- **Region pointing data**

============

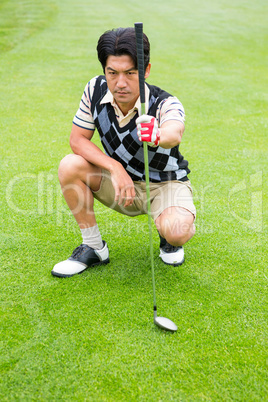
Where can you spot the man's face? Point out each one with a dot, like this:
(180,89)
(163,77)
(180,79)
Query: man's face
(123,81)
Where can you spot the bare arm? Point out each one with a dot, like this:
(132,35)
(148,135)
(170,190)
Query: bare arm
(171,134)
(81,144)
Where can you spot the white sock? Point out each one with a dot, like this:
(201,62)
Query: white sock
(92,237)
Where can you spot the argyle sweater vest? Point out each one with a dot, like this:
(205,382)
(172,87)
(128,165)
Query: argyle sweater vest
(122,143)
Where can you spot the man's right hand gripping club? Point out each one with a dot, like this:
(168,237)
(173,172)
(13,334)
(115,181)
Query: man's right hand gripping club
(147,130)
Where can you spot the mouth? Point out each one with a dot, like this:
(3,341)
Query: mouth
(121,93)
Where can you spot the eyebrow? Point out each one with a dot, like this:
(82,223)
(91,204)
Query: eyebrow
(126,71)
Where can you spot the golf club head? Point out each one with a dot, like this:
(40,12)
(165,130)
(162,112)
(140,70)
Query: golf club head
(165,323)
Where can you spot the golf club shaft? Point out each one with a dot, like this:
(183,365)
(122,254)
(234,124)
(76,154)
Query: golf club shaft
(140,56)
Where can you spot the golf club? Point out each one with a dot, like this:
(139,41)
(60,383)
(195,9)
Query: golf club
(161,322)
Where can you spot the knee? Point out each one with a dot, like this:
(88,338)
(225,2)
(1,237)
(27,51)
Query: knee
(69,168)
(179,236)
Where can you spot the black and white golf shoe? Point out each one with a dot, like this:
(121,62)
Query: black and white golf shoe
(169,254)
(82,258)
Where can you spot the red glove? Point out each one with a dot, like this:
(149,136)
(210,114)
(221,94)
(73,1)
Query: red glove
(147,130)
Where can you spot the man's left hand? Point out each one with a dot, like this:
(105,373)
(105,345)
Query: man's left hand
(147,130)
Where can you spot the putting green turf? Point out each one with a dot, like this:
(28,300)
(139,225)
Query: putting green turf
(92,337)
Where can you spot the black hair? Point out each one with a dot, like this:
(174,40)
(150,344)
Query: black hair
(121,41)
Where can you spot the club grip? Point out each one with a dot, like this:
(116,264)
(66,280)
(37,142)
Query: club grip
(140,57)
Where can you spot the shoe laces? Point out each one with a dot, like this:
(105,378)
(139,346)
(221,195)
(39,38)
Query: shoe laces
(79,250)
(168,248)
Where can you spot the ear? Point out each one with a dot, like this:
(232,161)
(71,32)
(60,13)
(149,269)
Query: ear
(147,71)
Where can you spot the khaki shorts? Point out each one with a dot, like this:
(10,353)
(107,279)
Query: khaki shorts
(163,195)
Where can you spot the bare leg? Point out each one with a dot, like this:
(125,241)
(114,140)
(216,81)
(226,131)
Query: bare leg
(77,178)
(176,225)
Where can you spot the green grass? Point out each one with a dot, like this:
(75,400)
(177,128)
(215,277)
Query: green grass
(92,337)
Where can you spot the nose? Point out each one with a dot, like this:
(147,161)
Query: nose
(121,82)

============

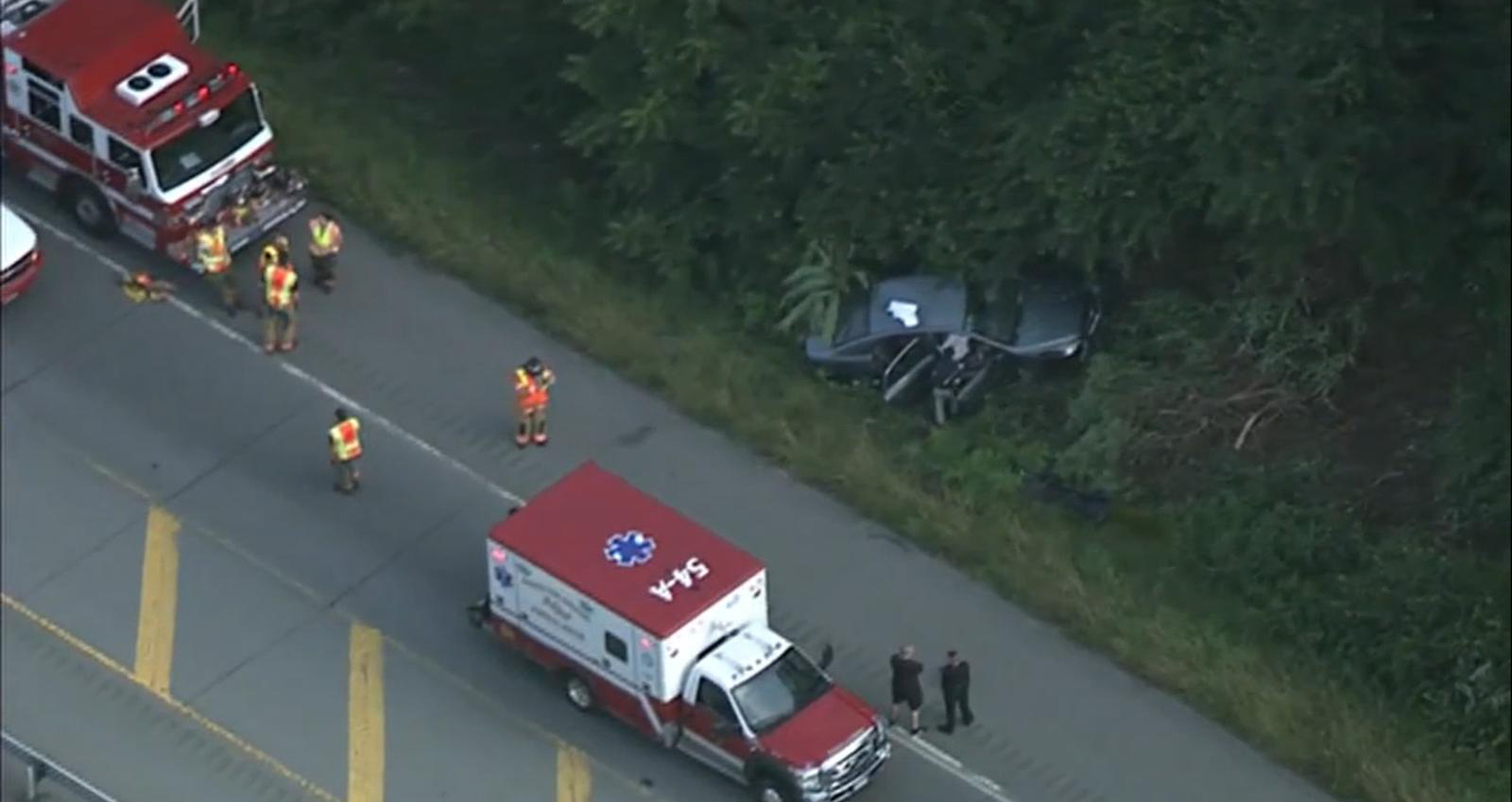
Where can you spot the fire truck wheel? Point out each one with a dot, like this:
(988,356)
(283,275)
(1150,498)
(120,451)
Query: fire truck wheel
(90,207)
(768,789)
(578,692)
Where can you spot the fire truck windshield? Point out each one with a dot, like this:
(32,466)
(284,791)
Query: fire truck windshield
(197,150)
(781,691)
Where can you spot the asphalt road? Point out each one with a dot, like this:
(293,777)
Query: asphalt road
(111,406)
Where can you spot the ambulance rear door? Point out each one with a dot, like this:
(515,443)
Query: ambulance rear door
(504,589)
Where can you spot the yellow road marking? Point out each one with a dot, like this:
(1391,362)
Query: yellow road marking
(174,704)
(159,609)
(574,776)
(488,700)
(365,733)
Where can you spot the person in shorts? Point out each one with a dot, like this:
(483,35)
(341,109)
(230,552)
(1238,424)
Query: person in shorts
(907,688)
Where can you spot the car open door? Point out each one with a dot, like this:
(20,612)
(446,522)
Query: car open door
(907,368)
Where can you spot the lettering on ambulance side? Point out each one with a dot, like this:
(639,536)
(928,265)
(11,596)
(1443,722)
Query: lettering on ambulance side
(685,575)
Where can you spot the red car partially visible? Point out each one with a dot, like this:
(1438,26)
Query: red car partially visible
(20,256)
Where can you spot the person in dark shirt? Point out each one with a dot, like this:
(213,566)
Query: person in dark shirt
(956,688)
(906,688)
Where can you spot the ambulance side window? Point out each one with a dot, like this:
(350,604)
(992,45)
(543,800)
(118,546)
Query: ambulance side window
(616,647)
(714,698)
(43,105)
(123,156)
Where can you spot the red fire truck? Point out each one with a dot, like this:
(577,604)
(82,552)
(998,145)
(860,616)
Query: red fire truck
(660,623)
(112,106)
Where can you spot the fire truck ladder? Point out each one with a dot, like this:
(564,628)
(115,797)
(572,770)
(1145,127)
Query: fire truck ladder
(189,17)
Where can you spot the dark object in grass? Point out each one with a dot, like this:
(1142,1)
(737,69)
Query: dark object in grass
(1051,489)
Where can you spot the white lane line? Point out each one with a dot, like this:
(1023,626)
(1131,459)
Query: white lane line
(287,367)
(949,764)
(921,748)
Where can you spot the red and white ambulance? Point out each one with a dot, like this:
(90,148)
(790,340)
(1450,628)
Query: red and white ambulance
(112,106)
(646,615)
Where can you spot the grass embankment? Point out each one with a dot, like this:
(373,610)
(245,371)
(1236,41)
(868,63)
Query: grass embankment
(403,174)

============

- **PROBLEM**
Using the entries above, give again exactly the lines from the line holding "Where can you spot the man's face?" through the line holding "Where can you spot the white sock?". Include both end lines and nothing else.

- **ANSWER FOR THIS EXERCISE**
Where can you spot the man's face? Point out each one with a dot, like this:
(180,89)
(163,77)
(180,79)
Query: man's face
(123,81)
Where can you spot the bare arm? Point out each one with a dot, like this:
(132,35)
(148,135)
(170,190)
Query: bare arm
(171,134)
(81,144)
Where can you spot the white sock? Point out each one with a dot, like this:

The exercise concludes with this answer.